Exercise tasks:
**1.** According to the forum thread about T-nuts and threaded inserts, what is the pilot hole size for the inserts?
**2.** Reproduce everything in the forum thread about T-nuts and threaded inserts from "Ive been thinking" down to "to a table.".

Source text:
# Making a table: T-nuts OR threaded inserts?



## loninappleton (Jun 12, 2008)

I have had fair results with t-nuts as a way to secure a center leaf in a router table. Draw down works ok and helps with leveling but a little pressure when removing the screws drives the t-nut back out. T-nut draw down is done by inserting the thing from the opposite side.

Today I was experimenting with a threaded insert. It has thread outside and inside to match my bolts. So they screw in. I put these in the opposite side as well but it appears that they are drawing through the leaf as it is tightened. If they go in too far I'll not be able to get them out.

The only fix I've seen says to epoxy the inserts in place. There was no drive-in inserts available at the hardware store. The bolt size is pretty large at 1/4in. Pilot hole for the inserts is 3/8.


----------



## chrisexv6 (Apr 22, 2008)

Ive been thinking of trying to use something similar to the cam fasteners that come with a lot of pre-fabbed furniture.

It seems to me that the farther you screw the cam, the more pull it will have on the cam bolt. The question I have is how well the cam stays in place if not drawn down all the way. If the cam holds itself in place, you should be able to use cams and cam bolts to vary the amount of pull, and it will help level a table top.

If used in only the 4 corners of a top, they should be an easy way to bolt a top to a table.


----------



## loninappleton (Jun 12, 2008)

My table is crude out of necessity. I just don't understand enough of how those cam bolts work or even where to get them.

In thinking this through I should be using some sort of flat head Conformat bolts as well so as not to have to bore for a big bolt head.

Thanks for the reply. Maybe more discussion will bring up some more ideas.

I use what can be called 'sacrificial tops' that can be scraped and dinged and so on without much worry and for multiple uses.


----------



## jschaben (Jun 21, 2009)

Supplied records:
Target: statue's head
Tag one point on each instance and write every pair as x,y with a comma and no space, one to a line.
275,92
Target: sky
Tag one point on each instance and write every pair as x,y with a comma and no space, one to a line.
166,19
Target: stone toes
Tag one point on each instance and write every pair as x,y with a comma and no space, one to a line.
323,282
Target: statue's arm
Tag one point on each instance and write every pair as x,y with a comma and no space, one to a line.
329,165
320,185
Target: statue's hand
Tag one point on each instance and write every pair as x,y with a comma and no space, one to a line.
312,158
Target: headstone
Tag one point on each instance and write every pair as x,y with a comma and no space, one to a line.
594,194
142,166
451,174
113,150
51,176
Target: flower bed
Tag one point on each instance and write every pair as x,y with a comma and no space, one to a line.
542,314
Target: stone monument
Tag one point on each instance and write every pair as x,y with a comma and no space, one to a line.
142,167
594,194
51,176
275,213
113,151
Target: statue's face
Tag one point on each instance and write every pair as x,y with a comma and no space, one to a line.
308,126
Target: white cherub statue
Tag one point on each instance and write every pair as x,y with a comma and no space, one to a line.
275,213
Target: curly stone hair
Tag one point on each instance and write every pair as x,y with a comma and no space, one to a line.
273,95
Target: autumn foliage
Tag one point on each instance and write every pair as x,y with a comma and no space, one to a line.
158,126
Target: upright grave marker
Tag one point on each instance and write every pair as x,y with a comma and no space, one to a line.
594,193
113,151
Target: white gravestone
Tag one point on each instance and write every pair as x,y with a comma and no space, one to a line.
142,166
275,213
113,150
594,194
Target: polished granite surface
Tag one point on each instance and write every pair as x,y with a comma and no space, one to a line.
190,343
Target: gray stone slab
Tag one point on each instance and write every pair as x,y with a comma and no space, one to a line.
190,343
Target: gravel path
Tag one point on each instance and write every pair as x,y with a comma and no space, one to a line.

Set of answers:
**1.** 3/8

**2.**
Ive been thinking of trying to use something similar to the cam fasteners that come with a lot of pre-fabbed furniture.

It seems to me that the farther you screw the cam, the more pull it will have on the cam bolt. The question I have is how well the cam stays in place if not drawn down all the way. If the cam holds itself in place, you should be able to use cams and cam bolts to vary the amount of pull, and it will help level a table top.

If used in only the 4 corners of a top, they should be an easy way to bolt a top to a table.